┌────────
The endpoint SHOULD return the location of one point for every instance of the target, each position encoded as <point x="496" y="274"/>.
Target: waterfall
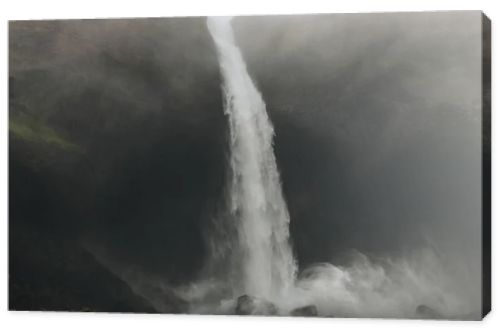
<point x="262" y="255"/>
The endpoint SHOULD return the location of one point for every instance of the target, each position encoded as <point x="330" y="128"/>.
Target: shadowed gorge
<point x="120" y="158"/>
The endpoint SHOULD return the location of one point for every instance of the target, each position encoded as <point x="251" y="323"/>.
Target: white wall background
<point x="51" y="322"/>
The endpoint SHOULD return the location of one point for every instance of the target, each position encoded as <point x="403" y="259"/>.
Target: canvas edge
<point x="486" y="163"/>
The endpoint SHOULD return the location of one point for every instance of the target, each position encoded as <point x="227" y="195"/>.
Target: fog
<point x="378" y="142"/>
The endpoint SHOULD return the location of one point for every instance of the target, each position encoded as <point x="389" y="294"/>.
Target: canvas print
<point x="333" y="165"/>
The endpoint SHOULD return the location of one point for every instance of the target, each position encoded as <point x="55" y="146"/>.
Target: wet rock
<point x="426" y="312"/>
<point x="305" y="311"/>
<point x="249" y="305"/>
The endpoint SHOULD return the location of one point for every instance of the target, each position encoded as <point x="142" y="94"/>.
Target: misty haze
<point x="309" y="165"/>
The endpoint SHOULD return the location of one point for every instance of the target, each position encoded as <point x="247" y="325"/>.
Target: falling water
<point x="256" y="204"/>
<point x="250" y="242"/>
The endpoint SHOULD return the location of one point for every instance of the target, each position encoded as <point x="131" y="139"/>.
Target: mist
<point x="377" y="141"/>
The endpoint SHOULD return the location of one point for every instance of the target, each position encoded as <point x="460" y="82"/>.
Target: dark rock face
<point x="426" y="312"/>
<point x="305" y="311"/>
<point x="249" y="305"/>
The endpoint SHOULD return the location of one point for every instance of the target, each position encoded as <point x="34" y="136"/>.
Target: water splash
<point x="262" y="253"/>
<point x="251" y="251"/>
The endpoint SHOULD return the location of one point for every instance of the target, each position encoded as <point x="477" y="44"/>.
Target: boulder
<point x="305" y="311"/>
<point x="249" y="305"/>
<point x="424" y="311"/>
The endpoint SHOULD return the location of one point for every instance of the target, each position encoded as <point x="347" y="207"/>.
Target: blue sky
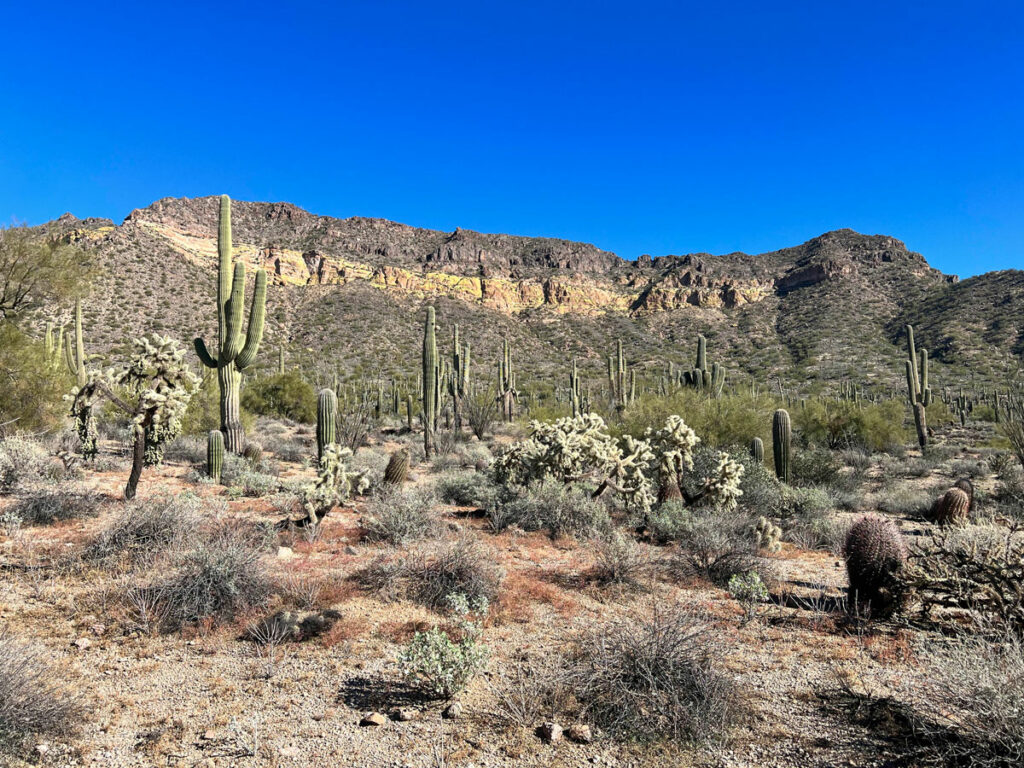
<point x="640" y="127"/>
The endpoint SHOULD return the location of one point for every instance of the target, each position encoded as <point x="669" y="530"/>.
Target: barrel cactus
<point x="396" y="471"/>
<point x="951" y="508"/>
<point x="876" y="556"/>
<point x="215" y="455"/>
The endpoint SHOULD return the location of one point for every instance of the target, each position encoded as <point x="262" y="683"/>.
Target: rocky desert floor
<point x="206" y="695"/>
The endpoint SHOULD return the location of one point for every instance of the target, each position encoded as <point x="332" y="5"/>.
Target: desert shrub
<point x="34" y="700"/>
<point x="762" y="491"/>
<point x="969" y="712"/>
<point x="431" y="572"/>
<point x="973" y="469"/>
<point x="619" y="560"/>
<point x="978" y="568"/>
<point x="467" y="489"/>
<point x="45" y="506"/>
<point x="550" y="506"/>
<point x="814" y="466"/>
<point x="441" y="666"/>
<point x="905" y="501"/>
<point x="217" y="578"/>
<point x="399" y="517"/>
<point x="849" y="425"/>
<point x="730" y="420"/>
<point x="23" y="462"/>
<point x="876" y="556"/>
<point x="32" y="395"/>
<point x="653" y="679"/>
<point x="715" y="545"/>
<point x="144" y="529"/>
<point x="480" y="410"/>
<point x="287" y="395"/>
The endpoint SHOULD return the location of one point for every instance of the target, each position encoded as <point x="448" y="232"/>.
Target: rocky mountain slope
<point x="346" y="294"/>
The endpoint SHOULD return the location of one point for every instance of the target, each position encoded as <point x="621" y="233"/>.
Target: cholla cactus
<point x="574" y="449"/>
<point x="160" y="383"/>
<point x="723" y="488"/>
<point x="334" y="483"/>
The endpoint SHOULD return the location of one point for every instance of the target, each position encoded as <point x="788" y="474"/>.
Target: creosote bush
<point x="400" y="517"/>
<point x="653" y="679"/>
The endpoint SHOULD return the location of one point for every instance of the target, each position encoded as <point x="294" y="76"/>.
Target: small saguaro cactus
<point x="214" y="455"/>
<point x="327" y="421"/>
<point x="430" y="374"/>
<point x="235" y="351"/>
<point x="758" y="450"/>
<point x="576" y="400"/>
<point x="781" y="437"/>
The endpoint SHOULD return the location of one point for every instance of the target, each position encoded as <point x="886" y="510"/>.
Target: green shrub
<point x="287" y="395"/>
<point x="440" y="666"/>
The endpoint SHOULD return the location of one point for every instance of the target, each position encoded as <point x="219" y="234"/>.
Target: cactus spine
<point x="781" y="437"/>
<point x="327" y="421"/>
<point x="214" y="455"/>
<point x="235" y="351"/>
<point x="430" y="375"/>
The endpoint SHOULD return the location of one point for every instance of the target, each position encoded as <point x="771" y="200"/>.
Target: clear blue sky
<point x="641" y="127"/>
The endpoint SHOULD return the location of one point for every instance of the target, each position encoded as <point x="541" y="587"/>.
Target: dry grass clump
└────────
• Description of the task: Skipping all pictures, set the listing down exactly as written.

• Answer for this exercise:
The endpoint SHOULD return the location of one point for every instance of the target, each position encoded as <point x="496" y="274"/>.
Target: waterfall
<point x="262" y="255"/>
The endpoint SHOULD return the location of one point for every instance of the target, each position encoded as <point x="330" y="128"/>.
Target: shadowed gorge
<point x="120" y="158"/>
The endpoint SHOULD return the location of one point for every instance of the target, each position encoded as <point x="251" y="323"/>.
Target: white wall background
<point x="51" y="322"/>
The endpoint SHOULD return the location of one point for every instance of the target, each position encoded as <point x="403" y="259"/>.
Target: canvas edge
<point x="486" y="163"/>
The endpoint SHOULD return the location of one point for every instance of the target, each position encoded as <point x="227" y="195"/>.
Target: fog
<point x="378" y="142"/>
The endpoint SHOULD return the location of one point for every instance of the target, each position encoded as <point x="389" y="294"/>.
Target: canvas print
<point x="333" y="165"/>
The endpoint SHOULD return the location of one point for every instance of the target, each position encoded as <point x="55" y="146"/>.
Target: wet rock
<point x="426" y="312"/>
<point x="305" y="311"/>
<point x="249" y="305"/>
The endpoint SHOULD return the location of one point for every instance of the target, each position encoded as <point x="142" y="94"/>.
Target: misty haze
<point x="309" y="165"/>
The endpoint SHOULD return the location of one point for every instance of the target, each position encoded as <point x="247" y="325"/>.
Target: falling water
<point x="256" y="204"/>
<point x="250" y="242"/>
The endpoint SHOULD return the location of one point for every instance of the target, each position encoded as <point x="131" y="139"/>.
Target: mist
<point x="377" y="141"/>
The endpoint SHOULD return the location of one point for every instance of the target, each position encoded as <point x="460" y="82"/>.
Target: dark rock face
<point x="426" y="312"/>
<point x="305" y="311"/>
<point x="249" y="305"/>
The endpoint SHOULD return the location of one point for every instance of the target, each position encoded as <point x="34" y="136"/>.
Target: water splash
<point x="262" y="253"/>
<point x="251" y="251"/>
The endpoint SHOULD return the location of one point for every instance of the target, each position encoded as <point x="477" y="44"/>.
Target: boulder
<point x="305" y="311"/>
<point x="249" y="305"/>
<point x="424" y="311"/>
The endpoint SHOULD return the location of one point for every instance of the target, each position encoded as <point x="347" y="207"/>.
Target: blue sky
<point x="640" y="127"/>
The endpoint SHOULD return the location of one point for every instance of the target, each position encoded as <point x="669" y="530"/>.
Target: barrel cactus
<point x="396" y="471"/>
<point x="951" y="508"/>
<point x="876" y="556"/>
<point x="215" y="455"/>
The endpoint SHOULD return the location of one point for every instance of the target, each position encoded as <point x="262" y="683"/>.
Target: rocky desert floor
<point x="206" y="695"/>
The endpoint SHOULD return the location of one point for every instance of the target, each position encoded as <point x="332" y="5"/>.
Target: desert shrub
<point x="34" y="700"/>
<point x="762" y="491"/>
<point x="969" y="712"/>
<point x="431" y="572"/>
<point x="973" y="469"/>
<point x="619" y="560"/>
<point x="978" y="568"/>
<point x="467" y="489"/>
<point x="45" y="506"/>
<point x="550" y="506"/>
<point x="814" y="466"/>
<point x="441" y="666"/>
<point x="905" y="501"/>
<point x="217" y="578"/>
<point x="399" y="517"/>
<point x="849" y="425"/>
<point x="730" y="420"/>
<point x="23" y="462"/>
<point x="876" y="556"/>
<point x="32" y="395"/>
<point x="653" y="679"/>
<point x="715" y="545"/>
<point x="144" y="529"/>
<point x="480" y="410"/>
<point x="287" y="395"/>
The endpoint SHOULD return the location of one point for every instance of the target, each position encoded as <point x="448" y="232"/>.
Target: rocky mountain slope
<point x="346" y="294"/>
The endpoint SHOULD return the location of one point for every instance of the target, each position encoded as <point x="621" y="233"/>.
Target: cholla cactus
<point x="574" y="449"/>
<point x="160" y="383"/>
<point x="723" y="488"/>
<point x="334" y="483"/>
The endpoint SHOULD return the location of one point for every instance of the target, each position encoded as <point x="788" y="474"/>.
Target: creosote bush
<point x="400" y="517"/>
<point x="653" y="679"/>
The endpoint SHOULD return the location of one point for every instance of the target, each position encoded as <point x="294" y="76"/>.
Target: small saguaro cactus
<point x="214" y="455"/>
<point x="327" y="421"/>
<point x="430" y="374"/>
<point x="235" y="351"/>
<point x="758" y="450"/>
<point x="576" y="400"/>
<point x="781" y="437"/>
The endpoint SHOULD return the location of one point for every instance of the target, each position encoded as <point x="886" y="510"/>.
Target: green shrub
<point x="287" y="395"/>
<point x="440" y="666"/>
The endpoint SHOULD return the location of one point for every instance of the target, each position encoded as <point x="219" y="234"/>.
Target: cactus spine
<point x="781" y="437"/>
<point x="327" y="421"/>
<point x="214" y="455"/>
<point x="235" y="351"/>
<point x="430" y="375"/>
The endpoint SHOULD return the location of one point for every instance of the target, each position encoded as <point x="771" y="200"/>.
Target: clear blue sky
<point x="641" y="127"/>
The endpoint SHOULD return the location of one point for every instance of the target, each position encoded as <point x="541" y="587"/>.
Target: dry grass clump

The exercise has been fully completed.